* The task: Render the lines of the rows below as a numbered list, omitting blank lines and leaving out the pictures.

* Point placement records:

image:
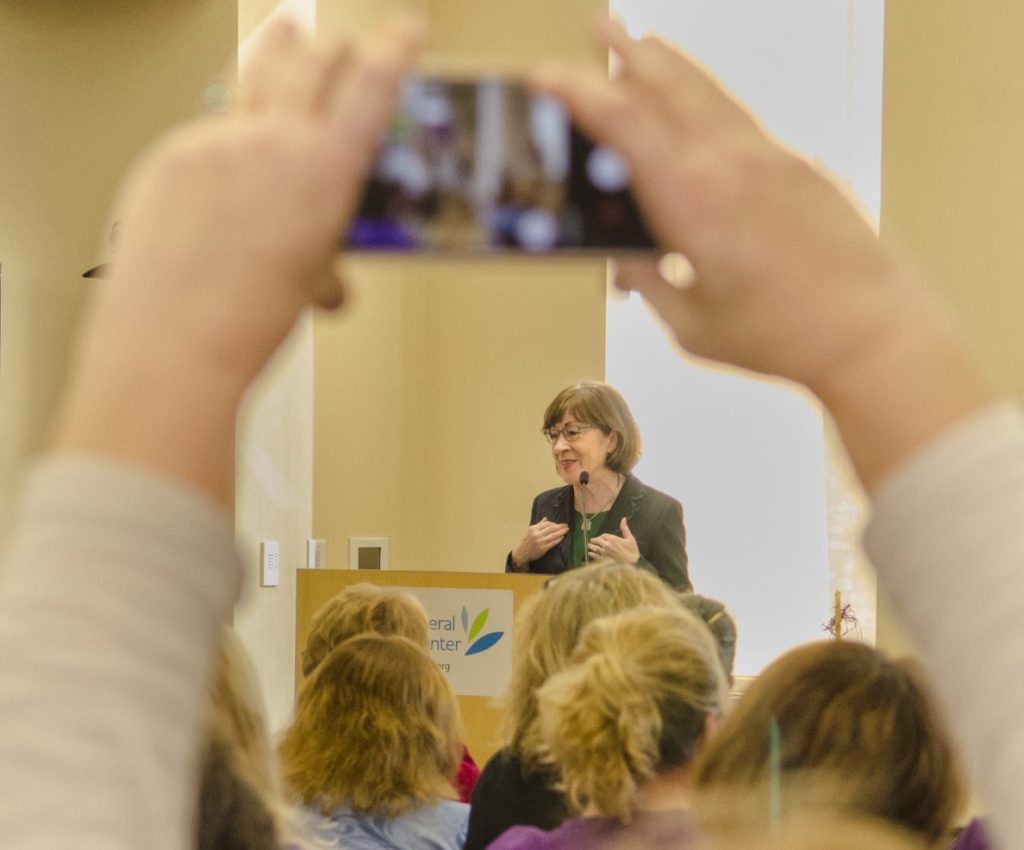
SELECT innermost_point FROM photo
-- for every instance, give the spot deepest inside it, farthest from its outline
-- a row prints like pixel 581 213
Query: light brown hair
pixel 634 702
pixel 548 627
pixel 376 727
pixel 358 608
pixel 595 402
pixel 843 708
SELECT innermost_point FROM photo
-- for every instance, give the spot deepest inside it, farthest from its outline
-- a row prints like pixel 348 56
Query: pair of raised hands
pixel 230 226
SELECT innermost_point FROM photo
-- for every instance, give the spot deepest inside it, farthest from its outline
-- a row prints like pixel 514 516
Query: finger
pixel 258 77
pixel 329 289
pixel 610 115
pixel 657 72
pixel 364 104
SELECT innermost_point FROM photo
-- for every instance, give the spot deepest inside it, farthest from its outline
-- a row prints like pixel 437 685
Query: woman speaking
pixel 602 511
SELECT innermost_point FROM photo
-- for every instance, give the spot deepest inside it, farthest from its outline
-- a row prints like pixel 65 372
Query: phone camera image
pixel 483 166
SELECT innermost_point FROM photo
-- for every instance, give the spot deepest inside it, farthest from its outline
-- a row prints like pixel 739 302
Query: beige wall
pixel 83 87
pixel 429 394
pixel 953 169
pixel 428 404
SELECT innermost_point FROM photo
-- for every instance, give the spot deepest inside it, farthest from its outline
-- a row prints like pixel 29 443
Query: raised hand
pixel 615 548
pixel 539 538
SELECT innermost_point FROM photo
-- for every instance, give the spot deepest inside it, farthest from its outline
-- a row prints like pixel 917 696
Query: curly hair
pixel 635 702
pixel 853 717
pixel 548 627
pixel 358 608
pixel 376 727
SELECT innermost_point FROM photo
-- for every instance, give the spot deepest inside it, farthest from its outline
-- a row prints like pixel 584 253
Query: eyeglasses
pixel 570 432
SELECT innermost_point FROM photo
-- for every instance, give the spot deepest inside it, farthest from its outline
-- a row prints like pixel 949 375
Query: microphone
pixel 585 523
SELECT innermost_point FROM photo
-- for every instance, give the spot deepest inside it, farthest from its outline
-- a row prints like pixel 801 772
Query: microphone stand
pixel 585 523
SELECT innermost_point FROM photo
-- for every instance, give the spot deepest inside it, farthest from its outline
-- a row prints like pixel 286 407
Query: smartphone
pixel 483 166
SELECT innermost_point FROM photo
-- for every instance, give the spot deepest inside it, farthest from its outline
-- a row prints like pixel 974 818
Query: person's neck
pixel 668 791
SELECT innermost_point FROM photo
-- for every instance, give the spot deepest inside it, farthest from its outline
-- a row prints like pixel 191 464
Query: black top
pixel 507 796
pixel 654 518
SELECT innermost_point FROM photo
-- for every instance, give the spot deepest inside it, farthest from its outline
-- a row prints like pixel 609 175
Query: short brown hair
pixel 844 708
pixel 358 608
pixel 376 727
pixel 635 702
pixel 596 402
pixel 548 627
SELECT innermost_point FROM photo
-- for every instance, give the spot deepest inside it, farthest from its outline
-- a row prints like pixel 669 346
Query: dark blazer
pixel 654 518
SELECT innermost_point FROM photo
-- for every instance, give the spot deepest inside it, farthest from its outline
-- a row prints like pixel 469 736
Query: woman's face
pixel 588 452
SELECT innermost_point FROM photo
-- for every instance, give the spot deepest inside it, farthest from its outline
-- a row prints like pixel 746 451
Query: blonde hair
pixel 548 627
pixel 847 715
pixel 358 608
pixel 376 727
pixel 239 788
pixel 236 718
pixel 634 703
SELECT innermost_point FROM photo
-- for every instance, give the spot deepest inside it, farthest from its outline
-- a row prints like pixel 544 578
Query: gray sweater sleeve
pixel 113 589
pixel 947 538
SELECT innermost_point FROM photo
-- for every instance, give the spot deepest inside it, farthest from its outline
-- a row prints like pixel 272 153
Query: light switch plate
pixel 269 563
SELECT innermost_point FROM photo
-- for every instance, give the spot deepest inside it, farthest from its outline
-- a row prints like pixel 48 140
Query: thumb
pixel 328 288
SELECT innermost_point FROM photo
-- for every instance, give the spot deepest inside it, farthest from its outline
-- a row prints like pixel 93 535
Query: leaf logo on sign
pixel 484 642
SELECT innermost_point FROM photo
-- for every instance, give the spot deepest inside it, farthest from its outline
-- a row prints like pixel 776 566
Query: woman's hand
pixel 540 538
pixel 230 226
pixel 611 547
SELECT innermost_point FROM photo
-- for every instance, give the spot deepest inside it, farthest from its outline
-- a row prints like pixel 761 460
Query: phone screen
pixel 484 166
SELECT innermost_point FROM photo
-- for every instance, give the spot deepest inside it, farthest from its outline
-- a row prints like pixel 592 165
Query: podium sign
pixel 470 636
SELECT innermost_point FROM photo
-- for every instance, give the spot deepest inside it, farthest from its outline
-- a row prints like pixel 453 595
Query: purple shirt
pixel 668 830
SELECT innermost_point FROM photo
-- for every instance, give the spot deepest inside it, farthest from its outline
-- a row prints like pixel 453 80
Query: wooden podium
pixel 481 715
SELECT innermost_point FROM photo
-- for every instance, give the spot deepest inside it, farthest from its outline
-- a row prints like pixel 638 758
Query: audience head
pixel 721 623
pixel 240 803
pixel 634 703
pixel 549 626
pixel 376 728
pixel 846 716
pixel 358 608
pixel 601 405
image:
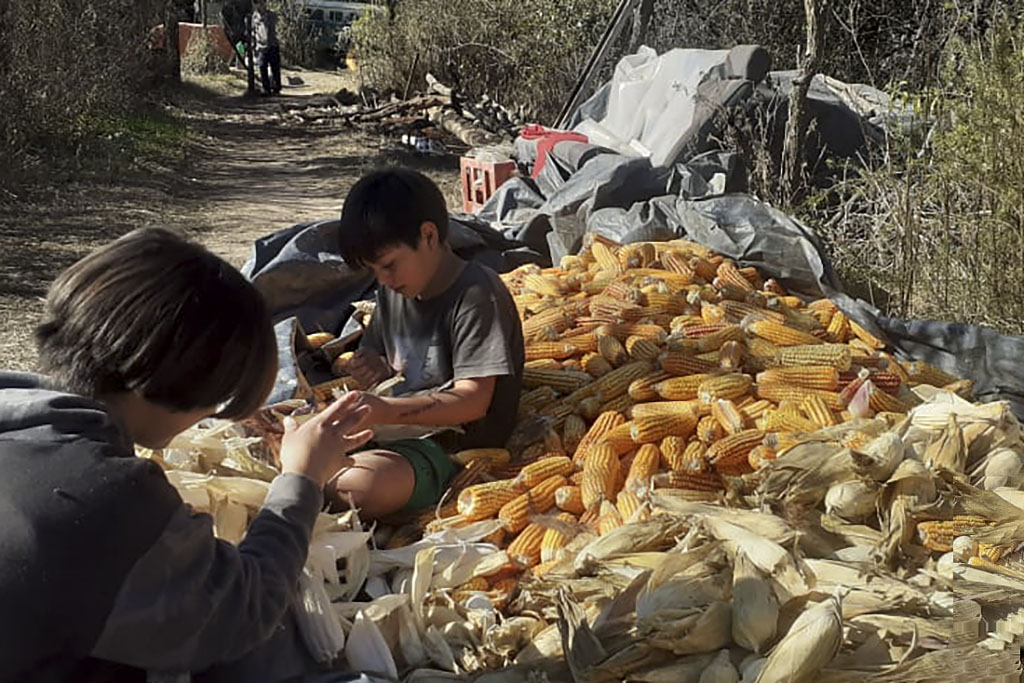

* Solution:
1. image:
2. SELECT innermost_point FROM photo
3. -- for every instance, give the spot deepest inside it, farthest from its outline
4. -- a row prints like pixel 581 213
5. Query: light brown hair
6. pixel 634 702
7. pixel 548 627
8. pixel 376 727
9. pixel 358 608
10. pixel 595 402
11. pixel 843 708
12. SELECT innermost_point FROM photo
13. -- for every instance, give the spot deepest inside it, farthest from its outline
14. -- a row prints like pixel 348 56
15. Query: pair of raised hands
16. pixel 230 226
17. SELECT innermost_point FROM photo
18. -- for every instance, give the spot deepest inside it, farthest from its outline
19. -- a row prints like pixel 514 516
20. Query: finger
21. pixel 258 77
22. pixel 329 289
23. pixel 610 115
24. pixel 657 72
25. pixel 364 104
26. SELECT innermost_point FROM photo
27. -- for every instance, give the spot deepest inside it, farthest from its outline
28. -- a row prints like pixel 437 685
29. Query: woman speaking
30. pixel 602 511
31. SELECT innermost_point FROM photo
32. -- for every instance, give the spot deepest inside it, farthest from its outline
33. -- a row prints like pixel 65 372
34. Query: phone camera image
35. pixel 483 166
36. SELECT innermost_point FROM photo
37. -- for every instance, give the spot deepest inside it, farthest from its outline
38. -- a row prints like pixel 739 302
39. Query: beige wall
40. pixel 83 87
41. pixel 429 394
42. pixel 953 169
43. pixel 428 404
44. SELECT innermost_point FROM photo
45. -- for every instance, give the spot deepest inside it, farthest from its outline
46. -- a row prints like pixel 29 443
47. Query: raised hand
48. pixel 615 548
49. pixel 539 538
50. SELECT innermost_point FROM photo
51. -- for every instance, give the spot deepest inside it, farthest from its outline
52. -- a row prints like pixel 917 696
53. Query: curly hair
54. pixel 635 702
55. pixel 853 717
56. pixel 548 627
57. pixel 358 608
58. pixel 376 727
59. SELECT innermost_point FROM photo
60. -- for every instance, give the spot deepest inside it, farthest from its outline
61. -- a row prints like pixel 584 253
62. Query: eyeglasses
63. pixel 570 432
64. SELECT innermost_point FROM photo
65. -- for every instance, give the spot deepest inside it, farthest from its outline
66. -- a row prints like pixel 949 375
67. Query: microphone
68. pixel 585 523
69. SELECT innermost_point FROM photo
70. -- for every instance, give the spot deepest inside it, farthest from its outline
71. -- a row prints like pixel 801 772
72. Query: microphone stand
73. pixel 585 523
74. SELECT innermost_point FROM photo
75. -- for every instance, give the spot deepest inside it, farthest from its outline
76. -- a row prints like pixel 286 407
77. Query: smartphone
78. pixel 483 166
79. SELECT innermost_point FROM photo
80. -- for every instance, give the spot deepest inside it, farthest from its outline
81. -- a row prints like pixel 974 818
82. Query: person's neck
83. pixel 668 791
84. SELECT innermost_point FROM photo
85. -- for every instance, give the spot deepest inside it, farthest from its outline
86. -- a row prints like pixel 191 464
87. Query: black top
88. pixel 507 796
89. pixel 654 518
90. SELECT innermost_point FROM photo
91. -- for every instance, give the spot deepest inside it, farthest from its outline
92. -- a row prints like pixel 609 175
93. Query: short brown hair
94. pixel 844 708
95. pixel 358 608
96. pixel 376 727
97. pixel 635 702
98. pixel 596 402
99. pixel 548 627
100. SELECT innermost_point FROM photo
101. -- for every instance, give the spot deepest inside it, farthest from its outline
102. -- a row prints like pixel 669 346
103. Query: dark blazer
104. pixel 654 518
105. SELECT innermost_point FROM photo
106. -- for every instance, give the spot deepest inside it, farthest from its outline
107. -- a row prints like pixel 469 736
108. Query: woman's face
109. pixel 588 452
110. SELECT innermost_point FROM photo
111. -- for every instance, give the spot deepest inside it, farthest from its outline
112. -- a row prints like pixel 746 451
113. Query: blonde hair
114. pixel 548 627
115. pixel 847 715
116. pixel 358 608
117. pixel 376 727
118. pixel 239 788
119. pixel 236 718
120. pixel 634 703
121. SELECT innermost_point FROM photo
122. -- for every instance, give the spot deepest inside it, farthest from its outline
123. -- a row prints like pixel 544 578
124. Query: gray sweater sleeve
125. pixel 113 589
126. pixel 947 538
127. SELECT innermost_point FROM photo
128. -- for every instance, give the spot deepest inside it, farthest from its outline
129. -- a row prints like pixel 272 153
130. Query: light switch plate
131. pixel 269 563
132. SELECT innermost_point FROM photo
133. -- for every instance, give the spot deepest inside it, farthest from its outline
134. -- a row prints like pixel 48 140
135. Query: thumb
136. pixel 328 288
137. SELECT innermost_point FROM photo
138. -- for every instance, give the spot deepest inside it, farthest from its outline
139. -- a row prints like pixel 93 535
140. Query: leaf logo on sign
141. pixel 484 642
142. SELECT innermost_point FROM photo
143. -- for every instance, give the spot deepest inside it, farthest from its outline
144. -- a row prints like pixel 776 566
145. Query: woman's hand
146. pixel 540 538
147. pixel 230 226
148. pixel 611 547
149. SELECT innermost_point FROM photo
150. -- for every instance, give the spot deepest inside it, farthest from its outline
151. -- a row prints like pixel 761 460
152. Query: phone screen
153. pixel 484 166
154. SELECT innermost_point FROM photo
155. -- for every instance, give the spot deepest inside it, farthest from its outline
156. -- a row prints like pixel 592 165
157. Query: podium sign
158. pixel 470 636
159. SELECT innermost_point FROM photo
160. -- for every instance, give the spot deepest inside it, farthest from its outline
161. -- a row prints like pixel 453 595
162. Query: purple shirt
163. pixel 668 830
164. SELECT innermost_point FROM photo
165. -- for every instance, give the spot deepest inside it, farthest from its outline
166. -- a row prints like pixel 453 80
167. Query: wooden podium
168. pixel 481 715
169. SELECT innermost_point FROM photo
170. -- for every instance, give the spot deepest inside it, farthest from its outline
171. -- a row prints like pixel 638 758
172. Query: audience head
173. pixel 721 623
174. pixel 240 803
175. pixel 634 703
176. pixel 549 626
177. pixel 376 728
178. pixel 846 716
179. pixel 358 608
180. pixel 601 405
181. image:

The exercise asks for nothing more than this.